→ Texto proporcionado:
>>
85. Asimismo, el testimonio de comunión hace aparecer
a la Iglesia como signo auténtico del Evangelio. Para ello se
requiere desarrollar una espiritualidad de comunión que nos
haga capaces de reconocer el rostro de la Trinidad, a cuya
imagen fuimos creados, en nosotros y en el hermano; sentir al
hermano de fe en la unidad profunda del Cuerpo místico como
«uno que me pertenece», para saber compartir sus alegrías y
sufrimientos, intuir sus deseos y atender a sus necesidades,
ofrecerle una verdadera y profunda amistad. Es también la
capacidad de ver lo positivo en el otro, para acogerlo y valorarlo
como regalo de Dios (cfr. Novo Millennio ineunte 43).
<<
→ Lista de tareas:
- a) Copia literalmente del texto proporcionado el fragmento que va desde "85. Asimismo, el" hasta "Millennio ineunte 43).", incluidos ambos.
- b) Responde según el texto proporcionado:
(i) ¿Como qué hace aparecer a la Iglesia el testimonio de comunión?
(ii) ¿Con qué palabras entre comillas se describe al hermano de fe?
(iii) ¿Como qué se acoge y valora al otro?

→ Datos suministrados:
>>
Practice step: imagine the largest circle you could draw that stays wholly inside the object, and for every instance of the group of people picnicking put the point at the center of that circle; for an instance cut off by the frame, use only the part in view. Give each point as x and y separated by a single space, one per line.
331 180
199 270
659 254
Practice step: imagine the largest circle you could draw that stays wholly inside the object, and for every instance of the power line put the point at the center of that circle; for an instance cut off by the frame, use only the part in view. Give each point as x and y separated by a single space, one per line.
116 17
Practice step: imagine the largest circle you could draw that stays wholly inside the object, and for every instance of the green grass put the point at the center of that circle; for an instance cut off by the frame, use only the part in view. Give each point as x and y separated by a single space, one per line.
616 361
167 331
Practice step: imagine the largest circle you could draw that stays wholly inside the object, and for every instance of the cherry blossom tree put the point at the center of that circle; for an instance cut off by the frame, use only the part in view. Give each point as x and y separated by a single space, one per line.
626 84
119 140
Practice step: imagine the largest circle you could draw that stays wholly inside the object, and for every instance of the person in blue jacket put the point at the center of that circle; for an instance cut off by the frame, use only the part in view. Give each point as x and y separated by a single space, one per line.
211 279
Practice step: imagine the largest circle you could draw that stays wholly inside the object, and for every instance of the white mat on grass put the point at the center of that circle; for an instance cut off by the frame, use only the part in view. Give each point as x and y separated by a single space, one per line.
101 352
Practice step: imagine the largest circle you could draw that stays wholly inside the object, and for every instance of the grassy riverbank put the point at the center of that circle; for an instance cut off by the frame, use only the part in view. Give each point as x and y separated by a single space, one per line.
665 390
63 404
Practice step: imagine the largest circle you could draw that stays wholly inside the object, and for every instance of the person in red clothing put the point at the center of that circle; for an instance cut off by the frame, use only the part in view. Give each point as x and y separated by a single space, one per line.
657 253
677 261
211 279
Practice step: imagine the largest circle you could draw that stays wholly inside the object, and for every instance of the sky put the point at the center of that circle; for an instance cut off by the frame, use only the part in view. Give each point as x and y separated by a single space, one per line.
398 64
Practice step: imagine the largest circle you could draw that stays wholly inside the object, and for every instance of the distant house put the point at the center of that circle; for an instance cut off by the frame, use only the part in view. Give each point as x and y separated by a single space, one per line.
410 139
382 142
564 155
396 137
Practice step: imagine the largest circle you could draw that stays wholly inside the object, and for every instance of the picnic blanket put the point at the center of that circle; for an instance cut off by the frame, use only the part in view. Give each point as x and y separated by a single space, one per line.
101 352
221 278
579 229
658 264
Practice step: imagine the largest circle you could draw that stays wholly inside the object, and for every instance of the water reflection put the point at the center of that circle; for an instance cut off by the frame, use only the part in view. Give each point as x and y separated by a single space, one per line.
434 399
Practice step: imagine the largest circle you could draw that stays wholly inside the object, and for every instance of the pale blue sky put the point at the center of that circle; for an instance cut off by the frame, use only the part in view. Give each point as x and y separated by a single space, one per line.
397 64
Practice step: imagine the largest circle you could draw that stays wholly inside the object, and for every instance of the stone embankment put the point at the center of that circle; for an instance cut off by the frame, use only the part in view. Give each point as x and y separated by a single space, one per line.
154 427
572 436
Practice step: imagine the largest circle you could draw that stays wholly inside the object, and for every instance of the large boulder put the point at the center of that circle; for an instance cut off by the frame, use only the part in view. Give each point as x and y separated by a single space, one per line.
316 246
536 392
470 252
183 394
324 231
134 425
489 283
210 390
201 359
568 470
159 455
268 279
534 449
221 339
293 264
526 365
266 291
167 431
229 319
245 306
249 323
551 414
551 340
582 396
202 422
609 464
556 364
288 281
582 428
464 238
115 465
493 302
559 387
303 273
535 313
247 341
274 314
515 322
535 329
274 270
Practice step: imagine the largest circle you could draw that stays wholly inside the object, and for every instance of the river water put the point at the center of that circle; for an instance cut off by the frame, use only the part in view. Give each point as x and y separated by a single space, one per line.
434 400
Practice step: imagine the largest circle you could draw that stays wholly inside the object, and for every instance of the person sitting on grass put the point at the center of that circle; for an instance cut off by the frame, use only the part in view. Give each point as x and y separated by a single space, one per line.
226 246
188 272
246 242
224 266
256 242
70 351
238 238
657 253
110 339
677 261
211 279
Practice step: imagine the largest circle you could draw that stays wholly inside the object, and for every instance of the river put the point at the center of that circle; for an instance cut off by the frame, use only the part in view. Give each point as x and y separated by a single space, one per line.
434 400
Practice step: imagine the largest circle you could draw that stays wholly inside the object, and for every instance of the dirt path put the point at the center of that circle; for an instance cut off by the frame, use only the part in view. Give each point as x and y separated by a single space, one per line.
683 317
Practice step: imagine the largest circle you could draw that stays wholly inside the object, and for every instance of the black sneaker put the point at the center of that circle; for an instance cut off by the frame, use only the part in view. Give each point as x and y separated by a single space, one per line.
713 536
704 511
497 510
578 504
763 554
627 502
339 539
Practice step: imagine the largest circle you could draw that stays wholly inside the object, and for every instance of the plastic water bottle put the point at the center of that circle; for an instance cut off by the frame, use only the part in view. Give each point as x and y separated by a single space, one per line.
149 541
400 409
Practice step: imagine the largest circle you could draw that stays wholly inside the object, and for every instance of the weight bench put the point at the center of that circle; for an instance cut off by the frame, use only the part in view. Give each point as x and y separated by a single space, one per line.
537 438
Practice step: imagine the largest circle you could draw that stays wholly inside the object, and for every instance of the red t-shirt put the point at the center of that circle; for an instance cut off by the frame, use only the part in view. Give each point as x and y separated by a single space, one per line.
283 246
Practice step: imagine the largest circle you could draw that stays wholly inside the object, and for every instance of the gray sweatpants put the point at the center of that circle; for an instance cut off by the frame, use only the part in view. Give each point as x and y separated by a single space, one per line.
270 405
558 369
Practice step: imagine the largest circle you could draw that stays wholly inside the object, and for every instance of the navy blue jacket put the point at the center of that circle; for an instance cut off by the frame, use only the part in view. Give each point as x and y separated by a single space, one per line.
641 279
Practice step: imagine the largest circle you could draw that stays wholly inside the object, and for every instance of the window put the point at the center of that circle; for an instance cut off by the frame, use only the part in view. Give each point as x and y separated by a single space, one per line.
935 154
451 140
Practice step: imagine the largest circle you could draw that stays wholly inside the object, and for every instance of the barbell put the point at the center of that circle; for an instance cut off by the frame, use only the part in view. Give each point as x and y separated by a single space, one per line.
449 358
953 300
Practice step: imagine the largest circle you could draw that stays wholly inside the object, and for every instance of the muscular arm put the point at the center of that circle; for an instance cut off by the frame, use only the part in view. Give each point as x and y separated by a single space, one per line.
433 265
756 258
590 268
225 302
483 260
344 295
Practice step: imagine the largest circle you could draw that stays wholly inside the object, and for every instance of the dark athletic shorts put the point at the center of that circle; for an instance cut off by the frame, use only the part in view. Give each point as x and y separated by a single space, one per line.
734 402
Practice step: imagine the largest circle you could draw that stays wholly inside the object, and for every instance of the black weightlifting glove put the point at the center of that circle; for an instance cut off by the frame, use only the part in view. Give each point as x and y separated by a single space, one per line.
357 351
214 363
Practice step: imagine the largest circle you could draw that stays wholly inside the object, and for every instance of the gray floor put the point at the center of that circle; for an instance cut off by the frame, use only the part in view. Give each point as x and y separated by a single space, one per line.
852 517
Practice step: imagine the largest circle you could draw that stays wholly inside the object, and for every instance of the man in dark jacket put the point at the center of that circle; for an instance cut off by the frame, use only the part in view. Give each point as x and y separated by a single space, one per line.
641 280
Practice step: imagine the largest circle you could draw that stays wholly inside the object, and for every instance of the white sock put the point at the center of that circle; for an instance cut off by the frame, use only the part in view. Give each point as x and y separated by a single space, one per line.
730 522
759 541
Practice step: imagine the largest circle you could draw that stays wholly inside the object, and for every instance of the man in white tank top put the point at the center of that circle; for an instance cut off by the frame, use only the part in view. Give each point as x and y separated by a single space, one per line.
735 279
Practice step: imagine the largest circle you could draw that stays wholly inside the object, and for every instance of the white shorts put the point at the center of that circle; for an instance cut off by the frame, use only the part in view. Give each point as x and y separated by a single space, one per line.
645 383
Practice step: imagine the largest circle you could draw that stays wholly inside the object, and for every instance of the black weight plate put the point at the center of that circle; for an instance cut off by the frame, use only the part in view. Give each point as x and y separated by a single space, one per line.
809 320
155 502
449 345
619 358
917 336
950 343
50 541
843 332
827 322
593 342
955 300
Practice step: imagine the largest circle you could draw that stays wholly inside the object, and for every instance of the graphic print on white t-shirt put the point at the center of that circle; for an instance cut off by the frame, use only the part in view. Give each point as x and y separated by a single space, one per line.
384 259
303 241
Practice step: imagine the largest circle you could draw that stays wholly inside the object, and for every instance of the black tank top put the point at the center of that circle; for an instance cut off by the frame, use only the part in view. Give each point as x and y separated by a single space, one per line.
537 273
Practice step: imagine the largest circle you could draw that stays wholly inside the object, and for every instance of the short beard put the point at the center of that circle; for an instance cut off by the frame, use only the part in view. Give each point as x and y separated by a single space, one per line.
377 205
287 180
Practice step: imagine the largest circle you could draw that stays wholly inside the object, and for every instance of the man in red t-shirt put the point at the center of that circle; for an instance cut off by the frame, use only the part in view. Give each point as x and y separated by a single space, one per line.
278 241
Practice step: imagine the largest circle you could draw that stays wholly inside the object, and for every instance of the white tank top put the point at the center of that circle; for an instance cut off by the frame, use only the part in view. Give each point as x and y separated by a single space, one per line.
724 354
<<
→ Las respuestas:
- a)
85. Asimismo, el testimonio de comunión hace aparecer
a la Iglesia como signo auténtico del Evangelio. Para ello se
requiere desarrollar una espiritualidad de comunión que nos
haga capaces de reconocer el rostro de la Trinidad, a cuya
imagen fuimos creados, en nosotros y en el hermano; sentir al
hermano de fe en la unidad profunda del Cuerpo místico como
«uno que me pertenece», para saber compartir sus alegrías y
sufrimientos, intuir sus deseos y atender a sus necesidades,
ofrecerle una verdadera y profunda amistad. Es también la
capacidad de ver lo positivo en el otro, para acogerlo y valorarlo
como regalo de Dios (cfr. Novo Millennio ineunte 43).

- b)
(i) Como signo auténtico del Evangelio.
(ii) «uno que me pertenece».
(iii) Como regalo de Dios.